→ **Consigne de travail**
Recopiez sans rien modifier le passage du texte sur la chute du Mur de Berlin qui commence par « Le réveil, un » et se poursuit jusqu'à « devenue une championne. ».

Trente ans en arrière, le Mur de Berlin s’effondrait et avec lui, tout un système idéologique qui avait opprimé des peuples entiers durant des décennies. Une vague d’enthousiasme soulevait l’Europe de l’Est qui déferlait aussi sur l’Occident et de là – sur l’outre- Atlantique et même sur l’extrême Orient où Francis Fukuyama annonçait ni plus ni moins « la fin de l’histoire ». Cette année-là, tout le monde était grandiloquent, extatique, un brin pathétique.
Le réveil, un ou deux ans plus tard, fut brutal. L’économie centralisée inhérente au système communiste et dont on connaissait déjà l’inefficacité et l’improductivité avait légué aux pays du bloc de l’Est des trésors vides et des abîmes de dettes. Une douloureuse décennie, les années 90, a dû s’écouler avant que ces pays retrouvent un semblant de normalité et commencent à rejoindre, dès 2004, l’Union Européenne. Aujourd’hui, trente ans plus tard, la Hongrie, la Pologne, la Tchéquie, la Slovaquie, la Bulgarie et la Roumanie marquent de bons résultats économiques et jouissent de taux de croissance honorables.
Un pays pourtant se détache nettement sur ce tableau plutôt réjouissant et globalement positif : la Pologne.
L’ancienne élève sage devenue une championne.

→ **Données enregistrées**
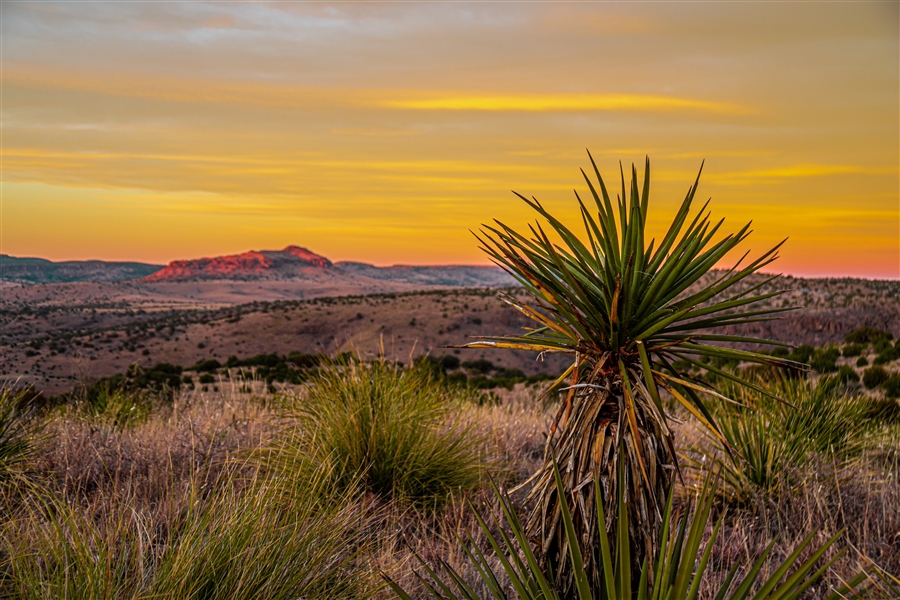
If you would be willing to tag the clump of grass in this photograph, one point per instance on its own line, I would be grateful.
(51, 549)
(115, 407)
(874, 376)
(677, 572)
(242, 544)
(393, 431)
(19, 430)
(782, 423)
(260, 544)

---

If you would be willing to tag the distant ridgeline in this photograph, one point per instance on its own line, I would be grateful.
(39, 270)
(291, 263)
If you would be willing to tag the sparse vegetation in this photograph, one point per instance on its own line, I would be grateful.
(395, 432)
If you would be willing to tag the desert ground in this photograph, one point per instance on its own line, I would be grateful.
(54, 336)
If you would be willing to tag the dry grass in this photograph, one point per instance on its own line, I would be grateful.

--

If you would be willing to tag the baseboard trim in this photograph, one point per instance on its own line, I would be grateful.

→ **Réponse attendue**
Le réveil, un ou deux ans plus tard, fut brutal. L’économie centralisée inhérente au système communiste et dont on connaissait déjà l’inefficacité et l’improductivité avait légué aux pays du bloc de l’Est des trésors vides et des abîmes de dettes. Une douloureuse décennie, les années 90, a dû s’écouler avant que ces pays retrouvent un semblant de normalité et commencent à rejoindre, dès 2004, l’Union Européenne. Aujourd’hui, trente ans plus tard, la Hongrie, la Pologne, la Tchéquie, la Slovaquie, la Bulgarie et la Roumanie marquent de bons résultats économiques et jouissent de taux de croissance honorables.
Un pays pourtant se détache nettement sur ce tableau plutôt réjouissant et globalement positif : la Pologne.
L’ancienne élève sage devenue une championne.